WORK REQUIRED: Write out everything in the records exactly, apart from the pictures.

DATA EXTRACTS:
◆ ◆ ◆

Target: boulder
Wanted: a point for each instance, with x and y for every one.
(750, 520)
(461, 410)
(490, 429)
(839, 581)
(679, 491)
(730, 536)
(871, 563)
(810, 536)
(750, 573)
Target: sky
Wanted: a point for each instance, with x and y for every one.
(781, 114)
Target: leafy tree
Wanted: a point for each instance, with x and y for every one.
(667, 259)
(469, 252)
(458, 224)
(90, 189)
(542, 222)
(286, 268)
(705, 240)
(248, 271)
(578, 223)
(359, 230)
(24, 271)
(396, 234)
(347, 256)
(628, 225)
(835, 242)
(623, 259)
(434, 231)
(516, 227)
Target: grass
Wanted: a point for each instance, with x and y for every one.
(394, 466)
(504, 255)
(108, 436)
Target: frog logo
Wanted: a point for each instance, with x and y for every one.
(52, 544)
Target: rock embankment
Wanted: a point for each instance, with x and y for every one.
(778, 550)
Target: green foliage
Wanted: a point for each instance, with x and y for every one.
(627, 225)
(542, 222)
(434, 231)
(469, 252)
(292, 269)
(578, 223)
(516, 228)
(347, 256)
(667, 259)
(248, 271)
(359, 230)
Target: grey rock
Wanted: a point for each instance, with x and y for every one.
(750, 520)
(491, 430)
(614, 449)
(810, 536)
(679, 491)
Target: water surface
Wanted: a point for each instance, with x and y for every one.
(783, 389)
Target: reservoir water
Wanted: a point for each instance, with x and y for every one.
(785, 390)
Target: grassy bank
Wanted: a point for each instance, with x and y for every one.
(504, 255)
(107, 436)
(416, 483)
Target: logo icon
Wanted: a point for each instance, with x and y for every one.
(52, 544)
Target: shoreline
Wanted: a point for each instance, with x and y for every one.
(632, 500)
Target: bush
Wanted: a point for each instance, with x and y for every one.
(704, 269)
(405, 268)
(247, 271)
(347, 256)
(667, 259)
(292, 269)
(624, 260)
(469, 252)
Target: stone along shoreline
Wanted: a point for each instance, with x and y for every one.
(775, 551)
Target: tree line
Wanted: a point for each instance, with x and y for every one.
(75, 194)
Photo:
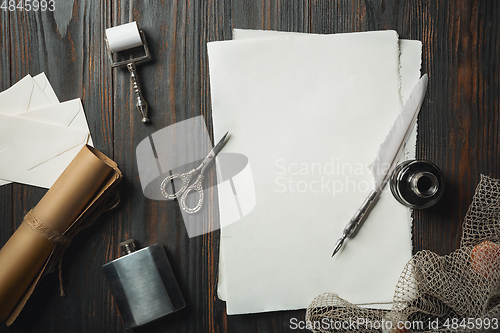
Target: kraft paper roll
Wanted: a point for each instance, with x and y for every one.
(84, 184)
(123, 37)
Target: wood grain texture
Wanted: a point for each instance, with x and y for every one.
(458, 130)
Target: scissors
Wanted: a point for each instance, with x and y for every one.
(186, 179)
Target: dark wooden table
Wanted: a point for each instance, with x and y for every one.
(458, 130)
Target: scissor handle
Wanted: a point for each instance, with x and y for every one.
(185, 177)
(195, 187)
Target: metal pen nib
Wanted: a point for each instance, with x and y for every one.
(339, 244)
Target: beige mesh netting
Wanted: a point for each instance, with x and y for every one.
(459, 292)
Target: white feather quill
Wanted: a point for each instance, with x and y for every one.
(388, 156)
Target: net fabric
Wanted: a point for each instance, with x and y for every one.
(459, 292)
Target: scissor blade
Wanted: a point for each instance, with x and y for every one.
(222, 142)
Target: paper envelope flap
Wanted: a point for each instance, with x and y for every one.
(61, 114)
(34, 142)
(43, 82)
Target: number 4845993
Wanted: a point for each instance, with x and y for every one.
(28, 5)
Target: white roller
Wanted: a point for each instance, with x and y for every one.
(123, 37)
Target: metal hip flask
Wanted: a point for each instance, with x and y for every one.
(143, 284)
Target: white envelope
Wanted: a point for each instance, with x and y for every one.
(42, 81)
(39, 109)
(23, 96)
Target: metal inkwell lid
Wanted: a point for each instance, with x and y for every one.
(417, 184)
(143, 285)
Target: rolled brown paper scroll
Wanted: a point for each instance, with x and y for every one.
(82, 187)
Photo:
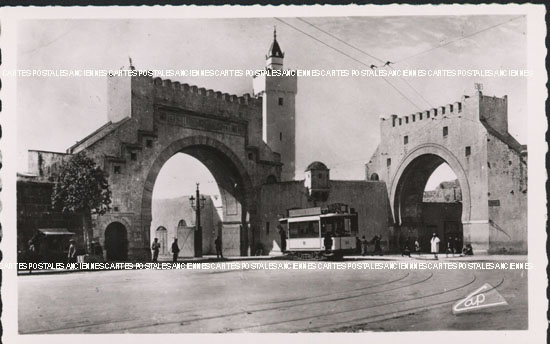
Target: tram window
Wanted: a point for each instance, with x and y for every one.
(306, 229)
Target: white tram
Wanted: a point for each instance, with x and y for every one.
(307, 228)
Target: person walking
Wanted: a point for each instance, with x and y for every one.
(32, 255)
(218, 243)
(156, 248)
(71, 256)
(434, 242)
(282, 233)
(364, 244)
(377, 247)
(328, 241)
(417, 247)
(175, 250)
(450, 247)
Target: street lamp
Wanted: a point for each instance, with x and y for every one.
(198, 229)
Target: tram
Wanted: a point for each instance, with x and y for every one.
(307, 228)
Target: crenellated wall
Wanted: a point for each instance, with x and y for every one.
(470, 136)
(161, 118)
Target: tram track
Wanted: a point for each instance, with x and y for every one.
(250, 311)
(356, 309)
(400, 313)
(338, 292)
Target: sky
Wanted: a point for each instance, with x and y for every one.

◆ ◆ ◆

EXPECTED ANSWER:
Target: boulder
Wanted: a point for each instance, with x and y for every one.
(750, 520)
(461, 410)
(490, 429)
(839, 581)
(679, 491)
(730, 536)
(871, 563)
(810, 536)
(750, 573)
Target: sky
Wanted: a point for each instance, with x and y for every one.
(781, 114)
Target: leafy tree
Wanted: a point for each instance, with x and y for every one.
(667, 259)
(469, 252)
(458, 224)
(90, 189)
(542, 222)
(286, 268)
(705, 240)
(248, 271)
(578, 223)
(359, 230)
(24, 271)
(396, 234)
(347, 256)
(628, 225)
(835, 242)
(623, 259)
(434, 231)
(516, 227)
Target: grass
Wanted: a point for each instance, with x and y for every one.
(394, 466)
(504, 255)
(108, 436)
Target: frog logo
Wanted: a point for each instance, with x and y for every one.
(52, 544)
Target: rock embankment
Wanted: a point for each instance, with x and y for every one.
(778, 550)
Target: green foliage
Wanted: a point for each instance, with x and y for every one.
(627, 225)
(542, 222)
(434, 231)
(469, 252)
(292, 269)
(578, 223)
(516, 228)
(347, 256)
(667, 259)
(248, 271)
(359, 230)
Target: grey rock
Wanted: a point for each instance, with x and y for every one.
(750, 520)
(491, 430)
(614, 449)
(810, 536)
(679, 491)
Target: water surface
Wanted: a point for each instance, with x and y for every one.
(783, 389)
Target: reservoir water
Wanted: a point for each instance, with x and y for every one.
(785, 390)
Target: grassy bank
Wanted: a point for each instance, with x and y for every one.
(504, 255)
(107, 436)
(416, 483)
Target: logo icon
Wanted: a point for each instance, with x and y for every one.
(52, 544)
Target: shoreline
Wanted: a point for each instance, with x and y for every one.
(632, 500)
Target: bush
Wanted: a point for each instance, with x and y for every one.
(704, 269)
(405, 268)
(247, 271)
(347, 256)
(667, 259)
(292, 269)
(624, 260)
(469, 252)
Target: stone along shoreline
Wanted: a point for each instance, with x and y for every one.
(775, 551)
Target: tree line
Wanted: a point for each instance, with x and y for every one.
(75, 194)
Photo:
Target: kraft paper roll
Wanted: a point for each instance, with x and y for every one.
(84, 184)
(123, 37)
Target: wood grain texture
Wanted: a point for each instance, with x and y for every one.
(458, 130)
Target: scissors
Wanted: a point for each instance, with x and y for every one.
(186, 179)
Target: dark wooden table
Wanted: a point for each instance, with x and y for every one.
(458, 130)
Target: scissor handle
Wanted: a point for each instance, with x and y for every one.
(185, 177)
(195, 187)
Target: metal pen nib
Wanted: a point for each instance, with x and y for every one.
(339, 244)
Target: beige mesh netting
Wanted: a point for each instance, with x and y for every one.
(459, 292)
Target: white feather quill
Wanted: a point for each instance, with x and y for every one.
(388, 156)
Target: net fabric
Wanted: a point for each instance, with x and y for every one.
(459, 292)
Target: scissor blade
Wanted: a point for each instance, with x and y for every one.
(222, 142)
Target: paper envelope flap
Wanted: a point for each instance, with x and y for every one.
(61, 114)
(34, 142)
(43, 82)
Target: number 4845993
Wanted: a point for each instance, with x and y for every one.
(28, 5)
Target: white roller
Wanted: a point for each instance, with x and y for every one.
(123, 37)
Target: metal hip flask
Wanted: a point for each instance, with x and y for every one.
(143, 284)
Target: white envelope
Wanted: a point for each instance, with x and y for every one.
(42, 81)
(39, 109)
(23, 96)
Target: metal inkwell lid
Wanted: a point for each instance, with x and y for every one.
(417, 184)
(143, 285)
Target: rolled brown paper scroll
Wanted: a point for each instance, with x and y for every one.
(82, 187)
Photo:
Target: tram window
Wanted: a point for each instance, with x and y for every one.
(306, 229)
Target: white tram
Wanted: a point for each instance, with x and y for every one.
(307, 228)
Target: person walking
Wanted: a point for each instance, with x and y for every one.
(32, 255)
(218, 243)
(156, 248)
(71, 256)
(434, 242)
(282, 233)
(364, 244)
(377, 247)
(328, 241)
(417, 247)
(175, 250)
(450, 247)
Target: street lamp
Wanted: a point for each instance, with x and y for every one.
(198, 229)
Target: tram
Wanted: a point for each instance, with x and y for every one.
(307, 228)
Target: crenellated wall
Wanted: a point for each instance, with x and y for every one.
(470, 136)
(161, 118)
Target: tram track
Wanted: a point for each instance, with x and y for every one.
(250, 311)
(356, 309)
(400, 313)
(338, 292)
Target: sky
Wanted: a point for each instance, with x and y for every one.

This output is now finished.